• _Aufgabenstellung_
Führen Sie den Bericht über das eingestellte Verfahren gegen den Tierrechtsaktivisten im Anschluss an seinen letzten Satz fort.

• _Bereitgestellter Text_
--------------------------------
Keine Strafe für Ankett-Aktion

Mit 3000 Kuscheltieren blockierten Tierrechtsaktivisten im April 2021 den Aulweg vor dem Lungenforschungszentrum. Ein Demonstrant saß wegen einer Strafanzeige im Auftrag des Uni-Präsidenten dafür nun auf der Anklagebank. Richter und Staatsanwalt waren sich jedoch schnell einig und stellten das Verfahren ein.
Tierrechtsaktivisten haben am Mittwoch ein Lehrstück in Sachen politischer Prozessführung präsentiert: Mit rund 20 Personen und Hunderten Kuscheltieren veranstalteten sie zunächst vor Beginn des Verfahrens gegen einen der Aktivisten eine Kundgebung am Amtsgericht. Dann füllten sie die Zuschauerplätze, und ein Laienverteidiger bombardierte das Gericht mit Anträgen. Anschließend nutzte der Angeklagte sein Rederecht, um in einem langen Vortrag Tierversuche zu kritisieren und dabei zahlreiche Beispiele zu schildern. Danach bekundete der Staatsanwalt: »Ihr Ziel kann ich ja nur teilen.« Das Gericht stellte schließlich das Verfahren wegen geringer Schuld ein. So schnell endete der Prozess, dessen Ausgangspunkt im April 2021 lag. Damals hatten Tierversuchsgegner mit 3000 Kuscheltieren mehrere Stunden lang den Aulweg auf Höhe des Lungenforschungszentrums blockiert. Dem Angeklagten wurde in einem Strafbefehl vorgeworfen, dass er sich an die Tür des Uni-Gebäudes gekettet hätte. Dagegen legte er Einspruch ein.
--------------------------------
[Gespeicherte Einträge]
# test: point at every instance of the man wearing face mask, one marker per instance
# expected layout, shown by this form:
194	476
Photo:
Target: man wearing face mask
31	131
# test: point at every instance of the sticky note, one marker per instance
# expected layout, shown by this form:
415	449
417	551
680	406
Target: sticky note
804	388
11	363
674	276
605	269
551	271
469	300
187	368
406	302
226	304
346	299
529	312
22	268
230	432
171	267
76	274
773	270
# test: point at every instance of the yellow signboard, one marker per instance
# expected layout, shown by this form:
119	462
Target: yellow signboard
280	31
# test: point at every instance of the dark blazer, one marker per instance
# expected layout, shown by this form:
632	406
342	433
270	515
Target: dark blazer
--------------------------------
• _Schriftliche Antwort_
Vorwurf des Hausfriedensbruchs
Wie die Staatsanwaltschaft klarstellte: Hausfriedensbruch ist ein Antragsdelikt, und die Justus-Liebig-Universität hat den notwendigen Strafantrag gestellt, sonst wäre der Angeklagte deswegen gar nicht belangt worden. Aber auch so sah der Staatsanwalt von Anfang an den Tatvorwurf »strafrechtlich am untersten Rahmen«. Die Protestaktion im Aulweg sei schließlich friedlich verlaufen, und der Angeklagte sei vorher nie strafrechtlich in Erscheinung getreten. »Hätten Sie sich damals einfach nur hingesetzt und wegtragen lassen, wären wir heute auch gar nicht hier.« Doch das Anketten an eine fremde Tür sei strafbar, und da sich der Angeklagte weigerte, den Anweisungen der Polizei zu folgen und sich wieder abzuketten, sei dabei auch Widerstand gegen Vollstreckungsbeamte geleistet worden.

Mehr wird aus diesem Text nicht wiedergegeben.